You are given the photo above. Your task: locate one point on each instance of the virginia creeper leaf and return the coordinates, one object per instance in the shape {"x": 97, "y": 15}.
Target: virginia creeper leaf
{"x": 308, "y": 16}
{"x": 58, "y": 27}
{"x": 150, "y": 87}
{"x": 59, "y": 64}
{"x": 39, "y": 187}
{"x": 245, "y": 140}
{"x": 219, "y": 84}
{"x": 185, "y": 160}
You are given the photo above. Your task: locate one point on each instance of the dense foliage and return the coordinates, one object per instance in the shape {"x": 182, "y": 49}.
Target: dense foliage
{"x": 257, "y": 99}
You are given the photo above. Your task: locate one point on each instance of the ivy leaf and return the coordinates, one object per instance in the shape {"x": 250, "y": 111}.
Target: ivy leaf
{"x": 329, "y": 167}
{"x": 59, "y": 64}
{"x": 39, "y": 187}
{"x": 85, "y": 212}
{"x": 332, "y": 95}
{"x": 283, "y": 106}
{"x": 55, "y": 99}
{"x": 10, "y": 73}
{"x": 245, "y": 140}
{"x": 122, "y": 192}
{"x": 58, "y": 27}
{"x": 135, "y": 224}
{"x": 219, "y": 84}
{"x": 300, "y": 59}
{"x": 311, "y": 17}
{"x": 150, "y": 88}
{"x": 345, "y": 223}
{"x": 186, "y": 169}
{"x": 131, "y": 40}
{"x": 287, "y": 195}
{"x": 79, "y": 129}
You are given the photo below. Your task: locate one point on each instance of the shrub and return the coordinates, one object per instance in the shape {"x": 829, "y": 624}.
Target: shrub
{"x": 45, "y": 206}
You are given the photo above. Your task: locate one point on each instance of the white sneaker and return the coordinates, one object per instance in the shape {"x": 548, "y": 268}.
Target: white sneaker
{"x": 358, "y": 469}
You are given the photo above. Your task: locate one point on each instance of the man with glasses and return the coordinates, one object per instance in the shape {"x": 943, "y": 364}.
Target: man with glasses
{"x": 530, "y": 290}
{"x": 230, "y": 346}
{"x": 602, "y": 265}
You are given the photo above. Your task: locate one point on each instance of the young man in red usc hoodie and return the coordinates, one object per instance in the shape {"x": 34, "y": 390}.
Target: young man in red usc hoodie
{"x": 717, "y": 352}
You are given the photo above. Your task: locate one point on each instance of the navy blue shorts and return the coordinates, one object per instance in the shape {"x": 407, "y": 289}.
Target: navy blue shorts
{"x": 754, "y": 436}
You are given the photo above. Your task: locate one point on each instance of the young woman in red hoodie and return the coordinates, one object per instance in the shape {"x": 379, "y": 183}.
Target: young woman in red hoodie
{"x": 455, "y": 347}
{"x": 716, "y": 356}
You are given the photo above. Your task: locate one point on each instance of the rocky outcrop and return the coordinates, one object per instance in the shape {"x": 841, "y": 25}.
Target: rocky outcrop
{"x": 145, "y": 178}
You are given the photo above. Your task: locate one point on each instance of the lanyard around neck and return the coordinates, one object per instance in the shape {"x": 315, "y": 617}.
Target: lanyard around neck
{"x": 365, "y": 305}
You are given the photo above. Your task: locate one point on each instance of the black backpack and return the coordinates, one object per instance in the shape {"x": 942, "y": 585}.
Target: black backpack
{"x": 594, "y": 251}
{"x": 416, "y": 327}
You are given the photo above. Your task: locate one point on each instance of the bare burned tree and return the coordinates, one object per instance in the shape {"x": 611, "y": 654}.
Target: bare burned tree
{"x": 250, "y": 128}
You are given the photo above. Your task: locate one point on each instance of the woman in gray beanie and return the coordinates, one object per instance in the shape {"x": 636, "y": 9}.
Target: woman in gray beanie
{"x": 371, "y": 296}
————————
Rewrite the stretch of the material from the line containing "of the woman" through the end, adding 32 to every x and y coordinate in the answers and keeping all other lines unchanged.

## [Solution to the exercise]
You are given the photo above. Your task: locate one point on each instance of the woman in gray beanie and return the coordinates, one object per instance in the shape {"x": 636, "y": 9}.
Target: woman in gray beanie
{"x": 403, "y": 328}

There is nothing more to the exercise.